━━━ Raw data ━━━

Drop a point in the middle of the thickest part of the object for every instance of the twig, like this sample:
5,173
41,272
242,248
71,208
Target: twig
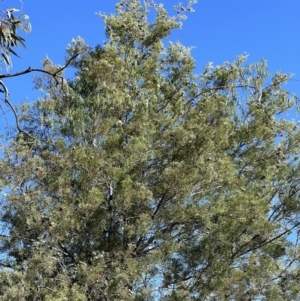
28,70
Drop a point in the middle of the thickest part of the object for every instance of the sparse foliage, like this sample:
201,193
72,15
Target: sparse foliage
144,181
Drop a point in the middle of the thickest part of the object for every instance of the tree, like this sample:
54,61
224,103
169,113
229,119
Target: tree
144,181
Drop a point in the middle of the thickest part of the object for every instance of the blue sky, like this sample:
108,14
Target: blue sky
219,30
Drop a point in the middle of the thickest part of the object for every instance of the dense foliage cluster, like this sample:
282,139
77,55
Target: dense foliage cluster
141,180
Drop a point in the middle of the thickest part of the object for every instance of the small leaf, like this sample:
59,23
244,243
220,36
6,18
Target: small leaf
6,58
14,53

━━━
━━━ Raw data ━━━

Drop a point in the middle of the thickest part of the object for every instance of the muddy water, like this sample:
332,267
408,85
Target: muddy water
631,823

━━━

Your objective - Extract each line of the records above that contains the string "blue", matching case-sensitively.

Result -
Drop a point in the middle of the thickest part of the object for every instance of the blue sky, like this sample:
Target: blue sky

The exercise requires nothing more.